═════ EXCERPTED RECORDS ═════

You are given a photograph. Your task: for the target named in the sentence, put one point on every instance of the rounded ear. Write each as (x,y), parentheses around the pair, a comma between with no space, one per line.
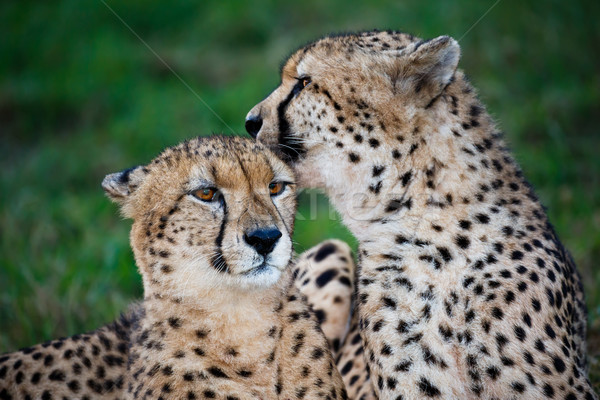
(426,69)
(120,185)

═════
═════ EXCERPTED RECORDS ═════

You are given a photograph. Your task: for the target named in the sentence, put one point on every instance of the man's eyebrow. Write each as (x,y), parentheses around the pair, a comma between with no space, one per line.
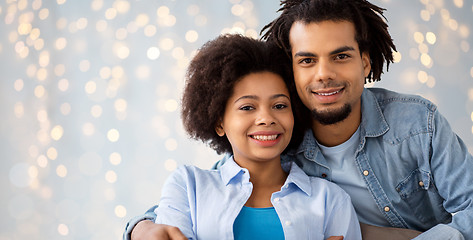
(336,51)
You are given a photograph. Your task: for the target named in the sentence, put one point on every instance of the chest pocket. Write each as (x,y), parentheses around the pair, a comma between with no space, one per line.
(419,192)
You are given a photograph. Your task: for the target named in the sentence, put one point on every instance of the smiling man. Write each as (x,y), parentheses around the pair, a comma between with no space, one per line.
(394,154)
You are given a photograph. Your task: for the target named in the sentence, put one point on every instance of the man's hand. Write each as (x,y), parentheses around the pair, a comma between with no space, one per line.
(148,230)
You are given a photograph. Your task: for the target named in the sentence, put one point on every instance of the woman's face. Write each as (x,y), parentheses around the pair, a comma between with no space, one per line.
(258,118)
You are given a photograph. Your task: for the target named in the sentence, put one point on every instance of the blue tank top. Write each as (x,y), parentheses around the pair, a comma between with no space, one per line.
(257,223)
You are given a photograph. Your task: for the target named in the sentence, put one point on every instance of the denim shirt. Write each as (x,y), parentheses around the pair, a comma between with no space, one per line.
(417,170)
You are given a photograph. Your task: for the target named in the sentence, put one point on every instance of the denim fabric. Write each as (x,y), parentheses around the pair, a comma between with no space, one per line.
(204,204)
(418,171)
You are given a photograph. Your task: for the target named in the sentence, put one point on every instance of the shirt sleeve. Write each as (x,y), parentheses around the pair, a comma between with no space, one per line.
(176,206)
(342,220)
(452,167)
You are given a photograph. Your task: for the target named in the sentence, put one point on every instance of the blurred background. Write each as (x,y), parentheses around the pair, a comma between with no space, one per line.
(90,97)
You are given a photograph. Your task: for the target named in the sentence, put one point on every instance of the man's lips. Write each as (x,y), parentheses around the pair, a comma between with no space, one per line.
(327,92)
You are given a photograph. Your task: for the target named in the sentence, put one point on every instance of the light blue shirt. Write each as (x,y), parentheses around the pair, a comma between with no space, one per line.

═════
═════ EXCERPTED RECORDS ═════

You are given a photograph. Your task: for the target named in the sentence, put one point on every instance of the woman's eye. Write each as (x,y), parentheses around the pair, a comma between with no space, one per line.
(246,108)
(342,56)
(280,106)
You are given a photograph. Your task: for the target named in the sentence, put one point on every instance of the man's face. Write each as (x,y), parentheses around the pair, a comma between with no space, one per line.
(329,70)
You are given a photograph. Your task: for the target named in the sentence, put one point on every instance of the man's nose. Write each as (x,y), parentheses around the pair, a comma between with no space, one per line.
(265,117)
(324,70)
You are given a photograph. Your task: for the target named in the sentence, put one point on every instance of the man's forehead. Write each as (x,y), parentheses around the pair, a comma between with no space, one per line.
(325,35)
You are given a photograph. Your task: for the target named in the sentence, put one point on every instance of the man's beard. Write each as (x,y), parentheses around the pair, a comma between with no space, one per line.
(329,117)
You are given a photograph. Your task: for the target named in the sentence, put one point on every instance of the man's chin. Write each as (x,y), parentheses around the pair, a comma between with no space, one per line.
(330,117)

═════

Report how many lines in the entries above contain the word "blue", giving only the number.

#### [FINISHED TASK]
2